What is being asked: Locate each line in the listing below that contains the word "blurred" and copy those lines.

Records to process:
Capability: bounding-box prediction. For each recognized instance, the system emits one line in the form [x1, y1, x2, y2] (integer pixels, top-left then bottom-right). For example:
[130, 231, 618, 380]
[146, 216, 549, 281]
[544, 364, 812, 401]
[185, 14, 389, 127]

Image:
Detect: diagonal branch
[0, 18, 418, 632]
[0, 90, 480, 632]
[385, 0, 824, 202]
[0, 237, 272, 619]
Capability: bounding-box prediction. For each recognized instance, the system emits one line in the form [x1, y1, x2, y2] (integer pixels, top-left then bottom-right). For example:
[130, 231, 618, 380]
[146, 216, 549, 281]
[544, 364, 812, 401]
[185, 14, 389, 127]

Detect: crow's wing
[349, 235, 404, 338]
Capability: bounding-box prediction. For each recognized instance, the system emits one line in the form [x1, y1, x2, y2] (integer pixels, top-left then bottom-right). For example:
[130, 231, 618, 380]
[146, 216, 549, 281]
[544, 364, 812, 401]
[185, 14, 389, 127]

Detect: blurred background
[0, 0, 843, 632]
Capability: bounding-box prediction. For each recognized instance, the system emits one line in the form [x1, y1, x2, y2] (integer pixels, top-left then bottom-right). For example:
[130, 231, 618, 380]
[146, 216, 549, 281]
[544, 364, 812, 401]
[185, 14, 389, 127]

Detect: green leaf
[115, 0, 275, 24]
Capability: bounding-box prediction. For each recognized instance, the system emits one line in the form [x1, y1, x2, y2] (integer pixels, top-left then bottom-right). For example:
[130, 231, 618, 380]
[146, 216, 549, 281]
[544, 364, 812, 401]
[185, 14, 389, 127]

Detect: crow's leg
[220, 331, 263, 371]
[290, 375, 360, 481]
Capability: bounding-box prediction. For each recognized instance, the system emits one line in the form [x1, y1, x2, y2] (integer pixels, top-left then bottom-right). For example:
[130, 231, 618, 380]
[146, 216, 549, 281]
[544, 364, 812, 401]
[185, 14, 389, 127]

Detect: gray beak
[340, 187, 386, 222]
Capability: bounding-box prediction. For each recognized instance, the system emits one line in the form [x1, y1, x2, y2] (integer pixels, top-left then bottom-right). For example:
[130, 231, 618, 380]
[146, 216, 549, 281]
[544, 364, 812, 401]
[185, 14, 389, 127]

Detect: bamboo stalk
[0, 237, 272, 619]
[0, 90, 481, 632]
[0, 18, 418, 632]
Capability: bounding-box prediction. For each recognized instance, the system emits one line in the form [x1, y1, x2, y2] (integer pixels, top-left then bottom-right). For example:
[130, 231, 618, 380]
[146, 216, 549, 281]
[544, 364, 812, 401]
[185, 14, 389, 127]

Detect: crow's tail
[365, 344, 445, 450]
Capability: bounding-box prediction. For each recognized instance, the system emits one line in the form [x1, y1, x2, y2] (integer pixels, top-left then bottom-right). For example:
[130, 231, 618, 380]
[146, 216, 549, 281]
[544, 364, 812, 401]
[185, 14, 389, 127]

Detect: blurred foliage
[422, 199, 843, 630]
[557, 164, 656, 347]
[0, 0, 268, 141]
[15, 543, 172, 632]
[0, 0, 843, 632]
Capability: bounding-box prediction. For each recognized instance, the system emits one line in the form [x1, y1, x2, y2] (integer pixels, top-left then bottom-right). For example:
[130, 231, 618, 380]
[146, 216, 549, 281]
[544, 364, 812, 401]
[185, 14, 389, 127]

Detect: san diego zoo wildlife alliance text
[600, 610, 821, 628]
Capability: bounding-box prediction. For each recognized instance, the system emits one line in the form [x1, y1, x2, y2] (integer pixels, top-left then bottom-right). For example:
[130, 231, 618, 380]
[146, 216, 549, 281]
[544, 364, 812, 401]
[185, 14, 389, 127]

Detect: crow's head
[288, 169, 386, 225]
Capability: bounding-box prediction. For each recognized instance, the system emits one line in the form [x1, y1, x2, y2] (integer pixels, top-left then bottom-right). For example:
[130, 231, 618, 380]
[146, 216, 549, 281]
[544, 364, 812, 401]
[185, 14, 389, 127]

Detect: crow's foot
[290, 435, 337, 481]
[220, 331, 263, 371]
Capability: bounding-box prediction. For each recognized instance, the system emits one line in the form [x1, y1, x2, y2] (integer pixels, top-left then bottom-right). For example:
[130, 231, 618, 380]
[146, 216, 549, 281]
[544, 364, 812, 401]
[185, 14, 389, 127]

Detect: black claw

Task solution:
Detect: blurred background
Detect: blurred foliage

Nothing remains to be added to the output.